> _EXERCISE BRIEF_: Pick up the profile of Cecil Devouge after its final sentence and carry it forward.

> _EXCERPT_:
----

Description
Mr. Devouge describes being forced to stand outside all night in the rain, alongside of wounded on stretchers. He also references the rape and murder of the hospital's nurses.
Cecil Devouge
Cecil Devouge, the eldest of eight children, was born in Belle Anse, Quebec in 1913. As the eldest in the family, he was required to work with his father cutting pulp to support his family, and thus never attended school. After working on his own for as little as a dollar a day, he enlisted in July, 1940 in Gaspe at the request of a recruiter for the Royal Rifles. One month later he was married. Before going overseas to Hong Kong, Mr. Devouge spent time in several maritime military bases; St. John and Sussex, New Brunswick, and St. John's, Newfoundland. After the Hong Kong garrison surrendered, he became a POW, eventually being sent to Japan to work as slave labour in the Niigata foundry. After the war, Mr. Devouge returned to his home in Gaspe.

----

> _RAW DATA_:
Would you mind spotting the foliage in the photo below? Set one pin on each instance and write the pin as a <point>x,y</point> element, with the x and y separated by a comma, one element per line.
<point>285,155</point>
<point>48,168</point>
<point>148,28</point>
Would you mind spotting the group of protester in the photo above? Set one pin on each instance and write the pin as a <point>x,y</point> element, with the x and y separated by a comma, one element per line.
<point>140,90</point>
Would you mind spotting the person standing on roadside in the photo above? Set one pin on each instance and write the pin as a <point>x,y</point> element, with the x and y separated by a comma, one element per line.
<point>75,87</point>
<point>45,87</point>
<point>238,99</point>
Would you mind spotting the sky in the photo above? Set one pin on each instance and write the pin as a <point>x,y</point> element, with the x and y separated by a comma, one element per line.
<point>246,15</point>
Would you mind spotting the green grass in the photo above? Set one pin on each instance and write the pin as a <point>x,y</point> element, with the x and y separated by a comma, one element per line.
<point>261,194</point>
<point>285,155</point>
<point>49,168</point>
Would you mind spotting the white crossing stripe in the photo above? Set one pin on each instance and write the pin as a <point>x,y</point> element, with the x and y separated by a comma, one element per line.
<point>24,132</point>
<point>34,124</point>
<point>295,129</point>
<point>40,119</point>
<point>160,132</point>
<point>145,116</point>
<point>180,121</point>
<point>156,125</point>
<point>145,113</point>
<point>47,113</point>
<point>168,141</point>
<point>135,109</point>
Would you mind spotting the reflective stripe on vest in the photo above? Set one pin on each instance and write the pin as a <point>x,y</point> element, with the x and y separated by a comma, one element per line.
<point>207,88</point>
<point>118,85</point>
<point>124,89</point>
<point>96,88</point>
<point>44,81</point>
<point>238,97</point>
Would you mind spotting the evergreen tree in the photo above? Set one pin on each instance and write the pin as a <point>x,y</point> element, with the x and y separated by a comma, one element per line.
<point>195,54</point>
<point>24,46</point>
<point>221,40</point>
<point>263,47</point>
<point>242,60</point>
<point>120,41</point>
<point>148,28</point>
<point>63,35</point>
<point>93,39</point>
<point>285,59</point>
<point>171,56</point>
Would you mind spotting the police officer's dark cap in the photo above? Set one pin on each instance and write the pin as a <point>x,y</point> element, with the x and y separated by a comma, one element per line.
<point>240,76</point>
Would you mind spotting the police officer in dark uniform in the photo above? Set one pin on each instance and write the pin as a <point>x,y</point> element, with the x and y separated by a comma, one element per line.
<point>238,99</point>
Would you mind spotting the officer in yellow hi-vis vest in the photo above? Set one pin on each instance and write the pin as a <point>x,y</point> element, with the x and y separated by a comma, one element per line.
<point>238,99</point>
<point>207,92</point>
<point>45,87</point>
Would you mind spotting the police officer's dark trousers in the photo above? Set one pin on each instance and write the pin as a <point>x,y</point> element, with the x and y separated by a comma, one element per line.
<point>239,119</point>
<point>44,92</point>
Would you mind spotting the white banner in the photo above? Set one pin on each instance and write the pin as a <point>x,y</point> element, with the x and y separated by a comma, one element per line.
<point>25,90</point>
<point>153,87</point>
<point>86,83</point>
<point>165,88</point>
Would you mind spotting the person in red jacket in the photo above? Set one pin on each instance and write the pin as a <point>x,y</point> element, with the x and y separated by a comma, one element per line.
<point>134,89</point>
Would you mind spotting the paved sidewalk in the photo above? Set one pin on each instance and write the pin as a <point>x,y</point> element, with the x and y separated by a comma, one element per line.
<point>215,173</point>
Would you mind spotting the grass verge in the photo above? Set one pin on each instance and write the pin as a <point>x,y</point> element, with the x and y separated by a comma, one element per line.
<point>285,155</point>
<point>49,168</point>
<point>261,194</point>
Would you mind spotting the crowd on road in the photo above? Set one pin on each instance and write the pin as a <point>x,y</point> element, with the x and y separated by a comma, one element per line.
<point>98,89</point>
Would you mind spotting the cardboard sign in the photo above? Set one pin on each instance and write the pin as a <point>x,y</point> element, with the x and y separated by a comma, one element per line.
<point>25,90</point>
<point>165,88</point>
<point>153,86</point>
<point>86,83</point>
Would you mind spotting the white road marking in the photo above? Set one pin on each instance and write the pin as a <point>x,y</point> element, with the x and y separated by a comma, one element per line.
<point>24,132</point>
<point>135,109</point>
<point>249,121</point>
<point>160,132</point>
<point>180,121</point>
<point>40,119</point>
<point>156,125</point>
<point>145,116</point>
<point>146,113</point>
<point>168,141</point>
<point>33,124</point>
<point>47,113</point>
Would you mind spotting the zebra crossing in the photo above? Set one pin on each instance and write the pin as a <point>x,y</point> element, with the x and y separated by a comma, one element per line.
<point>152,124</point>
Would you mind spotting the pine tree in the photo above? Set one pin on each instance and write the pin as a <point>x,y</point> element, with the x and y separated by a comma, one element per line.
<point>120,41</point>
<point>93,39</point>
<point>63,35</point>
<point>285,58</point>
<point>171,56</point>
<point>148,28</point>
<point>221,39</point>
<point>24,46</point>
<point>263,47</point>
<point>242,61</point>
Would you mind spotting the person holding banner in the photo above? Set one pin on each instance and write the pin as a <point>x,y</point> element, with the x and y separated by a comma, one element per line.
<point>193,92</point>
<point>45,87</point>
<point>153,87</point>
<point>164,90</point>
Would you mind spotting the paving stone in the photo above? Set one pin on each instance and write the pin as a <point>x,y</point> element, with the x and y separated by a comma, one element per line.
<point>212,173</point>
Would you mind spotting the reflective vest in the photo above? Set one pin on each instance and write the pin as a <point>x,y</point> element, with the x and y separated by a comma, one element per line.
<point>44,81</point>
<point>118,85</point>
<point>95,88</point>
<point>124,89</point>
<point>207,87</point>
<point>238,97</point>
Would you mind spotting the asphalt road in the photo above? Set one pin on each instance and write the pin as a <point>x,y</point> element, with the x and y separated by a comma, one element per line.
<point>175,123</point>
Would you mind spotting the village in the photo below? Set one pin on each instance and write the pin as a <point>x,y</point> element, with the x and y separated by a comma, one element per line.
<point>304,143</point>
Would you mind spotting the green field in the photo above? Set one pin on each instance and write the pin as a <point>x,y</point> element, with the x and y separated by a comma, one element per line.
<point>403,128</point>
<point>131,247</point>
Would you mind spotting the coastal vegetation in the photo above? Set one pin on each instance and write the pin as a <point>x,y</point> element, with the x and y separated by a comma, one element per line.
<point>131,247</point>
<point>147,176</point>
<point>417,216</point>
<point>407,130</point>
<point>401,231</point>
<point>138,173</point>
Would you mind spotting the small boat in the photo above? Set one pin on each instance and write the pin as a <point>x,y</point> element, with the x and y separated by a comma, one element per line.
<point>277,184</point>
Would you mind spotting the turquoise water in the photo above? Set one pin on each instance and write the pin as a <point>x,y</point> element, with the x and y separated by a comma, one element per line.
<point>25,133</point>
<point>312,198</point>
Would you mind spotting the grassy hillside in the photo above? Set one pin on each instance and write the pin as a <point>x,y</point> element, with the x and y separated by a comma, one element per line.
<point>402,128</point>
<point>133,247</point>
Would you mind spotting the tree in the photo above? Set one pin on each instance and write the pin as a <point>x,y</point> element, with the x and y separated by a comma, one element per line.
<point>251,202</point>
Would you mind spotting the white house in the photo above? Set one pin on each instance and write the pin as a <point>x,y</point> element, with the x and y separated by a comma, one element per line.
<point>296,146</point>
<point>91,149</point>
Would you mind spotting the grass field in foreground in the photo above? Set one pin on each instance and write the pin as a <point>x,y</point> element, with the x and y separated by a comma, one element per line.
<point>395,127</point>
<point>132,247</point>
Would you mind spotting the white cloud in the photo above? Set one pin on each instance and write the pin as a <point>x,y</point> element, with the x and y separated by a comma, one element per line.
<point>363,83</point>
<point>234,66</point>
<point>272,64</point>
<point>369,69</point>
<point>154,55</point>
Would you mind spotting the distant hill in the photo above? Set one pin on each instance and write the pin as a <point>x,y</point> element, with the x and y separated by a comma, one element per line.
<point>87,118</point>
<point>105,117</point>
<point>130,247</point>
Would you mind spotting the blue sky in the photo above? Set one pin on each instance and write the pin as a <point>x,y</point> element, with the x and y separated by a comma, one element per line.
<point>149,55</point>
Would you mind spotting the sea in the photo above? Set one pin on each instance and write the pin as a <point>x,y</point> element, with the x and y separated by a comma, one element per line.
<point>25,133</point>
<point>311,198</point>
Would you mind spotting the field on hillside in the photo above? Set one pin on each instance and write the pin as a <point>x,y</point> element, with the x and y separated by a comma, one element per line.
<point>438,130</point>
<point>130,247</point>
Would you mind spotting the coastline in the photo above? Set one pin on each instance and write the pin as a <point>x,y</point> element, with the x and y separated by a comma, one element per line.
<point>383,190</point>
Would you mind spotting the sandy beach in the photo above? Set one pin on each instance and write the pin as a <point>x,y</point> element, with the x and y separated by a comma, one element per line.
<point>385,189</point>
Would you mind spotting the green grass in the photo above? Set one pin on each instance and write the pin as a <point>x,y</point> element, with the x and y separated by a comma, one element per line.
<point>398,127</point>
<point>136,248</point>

----

> _SOLVED EXERCISE_:
Transcript
They treat them cruel.
Interviewer: Did you see anything?
I stood outdoors in the rain all night, short sleeves and bare head because they missed three men. And the Japs took out people laying on stretchers and laid them out in the rain. I saw that, I was there, I was standing out in the rain too, short sleeves, bare head and bare feet.
Interviewer: Why did they do that?
Just to be dirty. They done that, they wasn't supposed to do that but they done that. Look when they landed in the hospital. They raped nurses, they killed fellows that was in there wounded. I don't know what to think of them.